What you have to do:
Your job here is to restate every record exactly, pictures excluded.
------------------------------------------------
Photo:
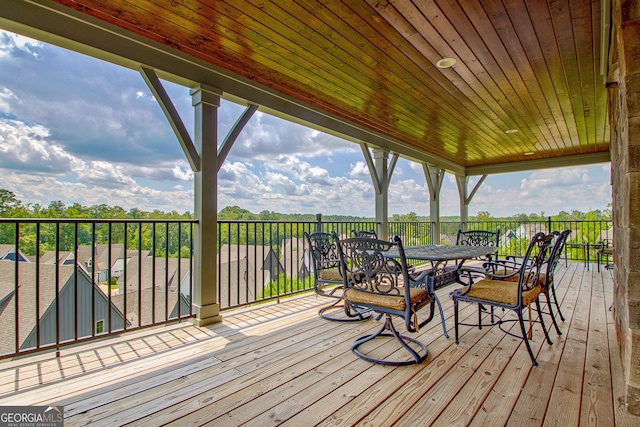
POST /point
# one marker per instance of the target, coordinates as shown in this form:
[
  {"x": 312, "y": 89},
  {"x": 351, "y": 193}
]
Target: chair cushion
[
  {"x": 501, "y": 291},
  {"x": 394, "y": 302},
  {"x": 541, "y": 277}
]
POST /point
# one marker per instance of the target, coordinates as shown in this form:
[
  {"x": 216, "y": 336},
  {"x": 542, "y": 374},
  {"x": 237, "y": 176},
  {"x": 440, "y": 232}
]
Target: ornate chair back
[{"x": 364, "y": 233}]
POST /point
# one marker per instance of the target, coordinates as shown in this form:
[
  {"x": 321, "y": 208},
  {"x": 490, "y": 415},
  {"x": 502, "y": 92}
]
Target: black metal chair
[
  {"x": 502, "y": 291},
  {"x": 327, "y": 276},
  {"x": 479, "y": 238},
  {"x": 511, "y": 264},
  {"x": 375, "y": 280},
  {"x": 364, "y": 233},
  {"x": 548, "y": 288}
]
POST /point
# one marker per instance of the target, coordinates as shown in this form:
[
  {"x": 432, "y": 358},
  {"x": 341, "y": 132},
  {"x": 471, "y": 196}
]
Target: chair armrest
[{"x": 496, "y": 270}]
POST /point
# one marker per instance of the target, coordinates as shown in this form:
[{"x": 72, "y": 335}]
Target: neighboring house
[
  {"x": 64, "y": 258},
  {"x": 8, "y": 252},
  {"x": 528, "y": 230},
  {"x": 161, "y": 273},
  {"x": 295, "y": 259},
  {"x": 39, "y": 302},
  {"x": 244, "y": 271},
  {"x": 153, "y": 307}
]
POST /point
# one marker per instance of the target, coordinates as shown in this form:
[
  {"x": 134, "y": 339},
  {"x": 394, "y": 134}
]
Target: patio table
[{"x": 439, "y": 256}]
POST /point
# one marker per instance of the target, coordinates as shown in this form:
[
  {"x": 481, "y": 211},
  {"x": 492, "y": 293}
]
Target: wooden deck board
[{"x": 283, "y": 365}]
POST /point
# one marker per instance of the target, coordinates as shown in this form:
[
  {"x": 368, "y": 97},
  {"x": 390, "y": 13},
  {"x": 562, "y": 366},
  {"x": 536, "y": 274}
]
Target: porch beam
[
  {"x": 435, "y": 178},
  {"x": 233, "y": 134},
  {"x": 465, "y": 197},
  {"x": 381, "y": 171},
  {"x": 206, "y": 101},
  {"x": 173, "y": 117}
]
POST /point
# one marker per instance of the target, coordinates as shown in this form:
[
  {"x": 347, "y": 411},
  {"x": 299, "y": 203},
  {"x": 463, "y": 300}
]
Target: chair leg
[
  {"x": 455, "y": 318},
  {"x": 350, "y": 317},
  {"x": 524, "y": 336},
  {"x": 388, "y": 326},
  {"x": 553, "y": 317},
  {"x": 444, "y": 326},
  {"x": 544, "y": 327},
  {"x": 555, "y": 299}
]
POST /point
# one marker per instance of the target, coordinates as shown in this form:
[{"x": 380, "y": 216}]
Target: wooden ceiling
------------------------------------------------
Expected answer:
Photo:
POST /point
# one marker per instance of the target, coordinates as shown in this form:
[
  {"x": 312, "y": 89},
  {"x": 351, "y": 193}
]
Target: chair cushion
[
  {"x": 501, "y": 291},
  {"x": 394, "y": 302},
  {"x": 541, "y": 277}
]
POST /point
# one marker per instance of the target, coordinates as shown in this form:
[
  {"x": 216, "y": 336},
  {"x": 542, "y": 374},
  {"x": 237, "y": 176},
  {"x": 440, "y": 232}
]
Target: ornate chair back
[{"x": 364, "y": 233}]
POST /point
# one marker per instance of the target, coordinates as shown in this form:
[
  {"x": 321, "y": 208},
  {"x": 490, "y": 415},
  {"x": 502, "y": 92}
]
Target: black metal chair
[
  {"x": 502, "y": 291},
  {"x": 327, "y": 276},
  {"x": 479, "y": 238},
  {"x": 511, "y": 264},
  {"x": 375, "y": 280},
  {"x": 364, "y": 233},
  {"x": 548, "y": 288}
]
POST /point
# one marker per instance of the target, coordinates as shown in this form:
[
  {"x": 432, "y": 358},
  {"x": 341, "y": 132},
  {"x": 471, "y": 196}
]
Target: chair armrest
[{"x": 496, "y": 270}]
POST /point
# one marker per instance of the target, coordinates as shown in this form:
[{"x": 72, "y": 335}]
Target: neighboring house
[
  {"x": 64, "y": 258},
  {"x": 8, "y": 252},
  {"x": 528, "y": 230},
  {"x": 161, "y": 273},
  {"x": 295, "y": 259},
  {"x": 39, "y": 302},
  {"x": 244, "y": 271},
  {"x": 153, "y": 307}
]
POST /point
# one marker per instance of the target, coordinates as shown in this form:
[
  {"x": 134, "y": 339},
  {"x": 394, "y": 134}
]
Target: patio table
[{"x": 439, "y": 256}]
POST /point
# one marker per instance of the target, coordinates as shown in this form:
[
  {"x": 481, "y": 211},
  {"x": 492, "y": 293}
]
Target: wooden deck board
[{"x": 283, "y": 365}]
POST /point
# one marker per instance of the target, coordinates as shown in this form:
[
  {"x": 368, "y": 97},
  {"x": 390, "y": 13},
  {"x": 562, "y": 366},
  {"x": 536, "y": 274}
]
Target: porch beam
[
  {"x": 435, "y": 178},
  {"x": 233, "y": 134},
  {"x": 465, "y": 197},
  {"x": 381, "y": 171},
  {"x": 206, "y": 101},
  {"x": 173, "y": 117}
]
POST /point
# one marker per instance of the target, coordinates as shown in this form:
[
  {"x": 347, "y": 411},
  {"x": 299, "y": 203},
  {"x": 463, "y": 300}
]
Target: chair leg
[
  {"x": 455, "y": 318},
  {"x": 350, "y": 317},
  {"x": 524, "y": 336},
  {"x": 388, "y": 326},
  {"x": 553, "y": 317},
  {"x": 444, "y": 326},
  {"x": 544, "y": 327},
  {"x": 555, "y": 299}
]
POST /point
# one marker per instance of the target, coordinates as shown in this form:
[{"x": 380, "y": 216}]
Target: wooden ceiling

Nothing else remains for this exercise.